Gli Angeli Genève is a Baroque ensemble based in Geneva, Switzerland. Founded in 2005 by the bass-baritone, Stephan MacLeod, their debut performance was at the Festival Amadeus de Meinier. The ensemble performs an annual season of four concerts in Geneva, primarily dedicated to Bach's cantatas  and records for Sony Classical. Their debut album, German Baroque Cantatas Vol. 1 was the Gramophone "Editor's Choice" for November 2008. Their performance of Bach's St. Matthew Passion at the Victoria Hall in Geneva (1 March 2009) was broadcast by Radio Suisse Romande.

Recordings
German Baroque Cantatas Vol. 1 – Gli Angeli Genève; Stephan Macleod (conductor). Sony Classical (2008)

* Information supplied:
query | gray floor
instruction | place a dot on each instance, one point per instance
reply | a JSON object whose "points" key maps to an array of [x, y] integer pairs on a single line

* Exercise aim: Reproduce the passage on Gli Angeli Genève word for word, from "Gli Angeli Genève is" to "Sony Classical (2008)". None of the data above is needed here.

* Expected answer:
Gli Angeli Genève is a Baroque ensemble based in Geneva, Switzerland. Founded in 2005 by the bass-baritone, Stephan MacLeod, their debut performance was at the Festival Amadeus de Meinier. The ensemble performs an annual season of four concerts in Geneva, primarily dedicated to Bach's cantatas  and records for Sony Classical. Their debut album, German Baroque Cantatas Vol. 1 was the Gramophone "Editor's Choice" for November 2008. Their performance of Bach's St. Matthew Passion at the Victoria Hall in Geneva (1 March 2009) was broadcast by Radio Suisse Romande.

Recordings
German Baroque Cantatas Vol. 1 – Gli Angeli Genève; Stephan Macleod (conductor). Sony Classical (2008)